::: Data extracts

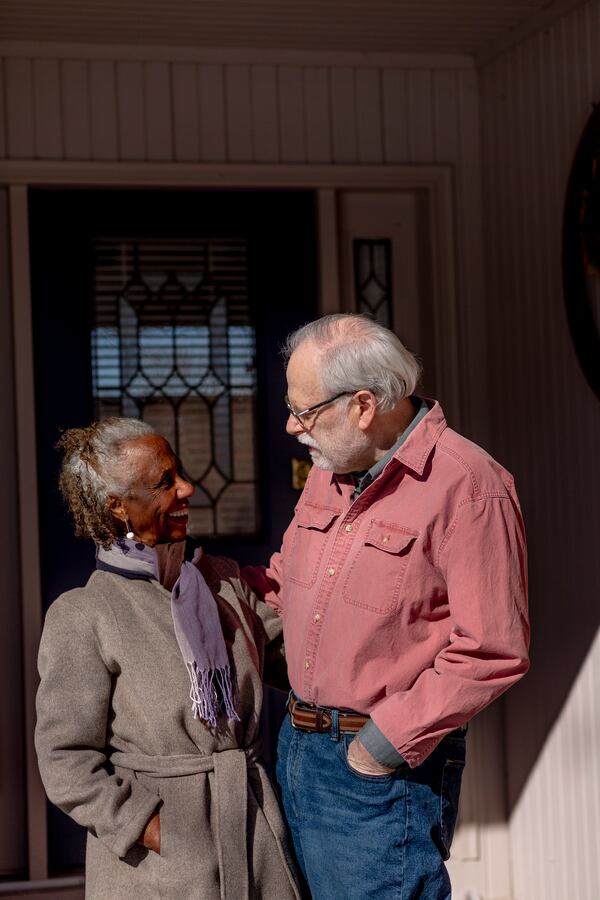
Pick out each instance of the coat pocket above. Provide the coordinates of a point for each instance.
(374, 580)
(312, 527)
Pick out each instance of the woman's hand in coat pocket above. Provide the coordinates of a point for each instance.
(150, 836)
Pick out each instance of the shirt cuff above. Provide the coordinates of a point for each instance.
(379, 747)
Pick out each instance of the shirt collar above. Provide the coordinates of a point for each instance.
(364, 479)
(413, 447)
(418, 446)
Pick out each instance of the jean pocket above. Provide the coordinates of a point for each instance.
(373, 779)
(449, 796)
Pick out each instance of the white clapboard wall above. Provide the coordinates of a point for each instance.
(535, 101)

::::::

### Your assignment
Please output every record above exactly. Leave the pictures out.

### Result of the task
Pick out each instance of the coat pocket above. Provide the coordinates of a point for each instance.
(374, 580)
(312, 527)
Pick out each instance of the woman's hand in coat pocket above. Provide the coordinates of a point for each instance.
(150, 836)
Pick out each instance of the shirt cuff above. Provide the coordinates of a point for each instance.
(379, 747)
Pick out each instance of the shirt collar above. Provide the coordinates of a point for each instance.
(364, 479)
(413, 447)
(418, 446)
Pick out each instance of the jean pocket above. Provide the coordinates of a point for each instance.
(373, 779)
(449, 796)
Pick out each instance of the white clapboard wall above. Provide the coordinates of a point for each instance.
(535, 101)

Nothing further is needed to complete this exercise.